## EXCERPT TO READ
··········
I take it that my effort to expand the possible scope of dap URLs is inadequate to solve this problem? I'd be happy to try to encode a larger set of common data providers and URL patterns. Its easier to put in positive includes rather than the arbitrary and unlimited set of excludes. It's sad for us that there is no single, or small set, of unifying features that definitively show that something is a DAP url. My hope was to cover ~90% percent of data URL cases, and ask the remaining 10% dap users to add an explicit engine. Does that seem feasible/acceptable?

I'm not sure that is possible without inspecting the URL header response. Maybe even that may fail in some corner cases, but why handling the .zarr ones is not enough? Definitely simpler. Leaving the users to pass any other URL and dealing with any possible error themselves.

One thing that I used in the past was to use the, more costly header fetch, after everything fails. That helped users figure out by themselves by giving some hint of that is in the URL. For example, that URL does have the opendap info in it:

import requests
url = "https://www.neracoos.org/erddap/griddap/WW3_EastCoast_latest"
r = requests.get(url)
··········
## DATA EXCERPT
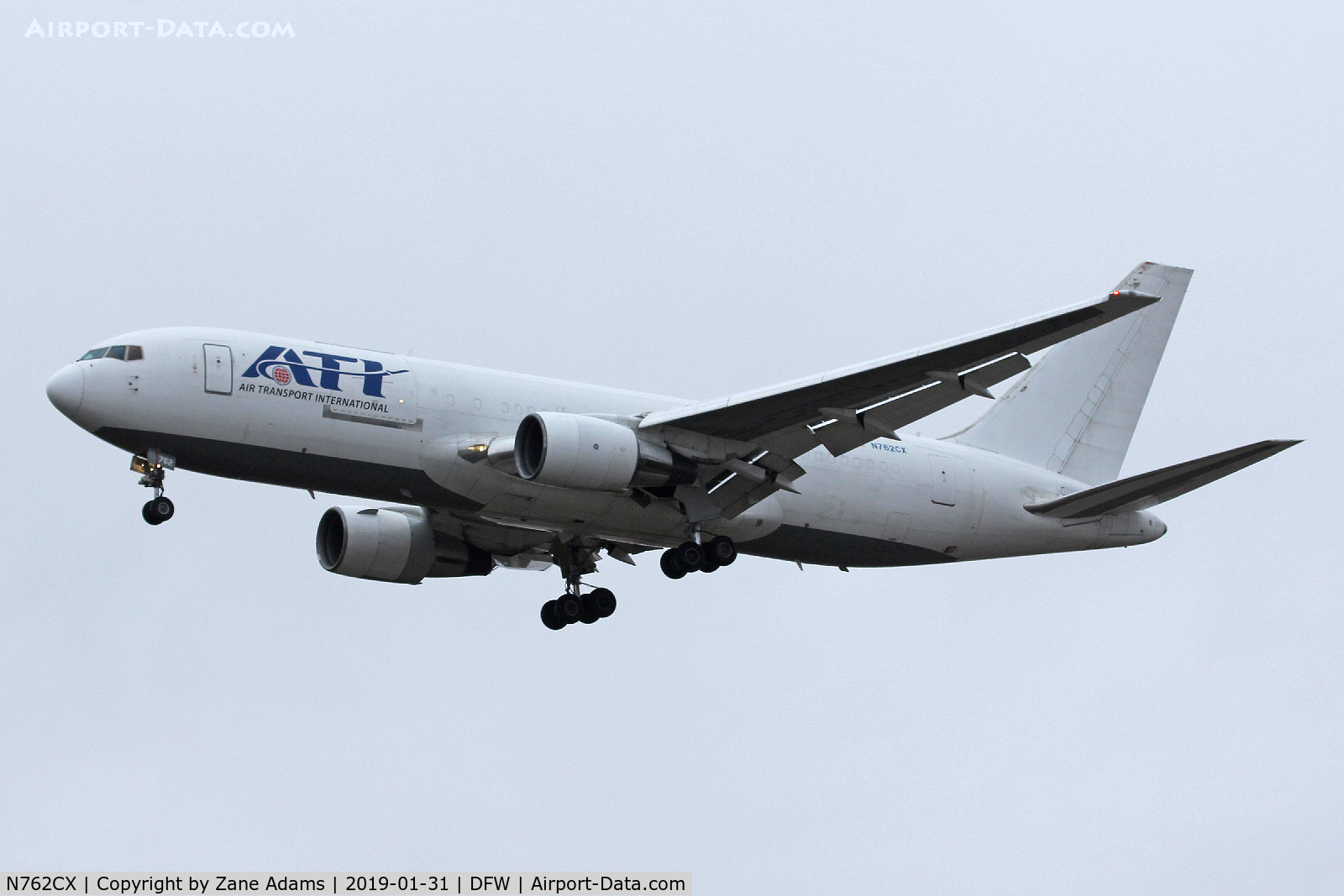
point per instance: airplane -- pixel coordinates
··········
## STATED TASK
Could you reproduce the part of the DAP URL discussion from "I'm not sure" to "r = requests.get(url)", word for word?

## REPLY TO THE TASK
I'm not sure that is possible without inspecting the URL header response. Maybe even that may fail in some corner cases, but why handling the .zarr ones is not enough? Definitely simpler. Leaving the users to pass any other URL and dealing with any possible error themselves.

One thing that I used in the past was to use the, more costly header fetch, after everything fails. That helped users figure out by themselves by giving some hint of that is in the URL. For example, that URL does have the opendap info in it:

import requests
url = "https://www.neracoos.org/erddap/griddap/WW3_EastCoast_latest"
r = requests.get(url)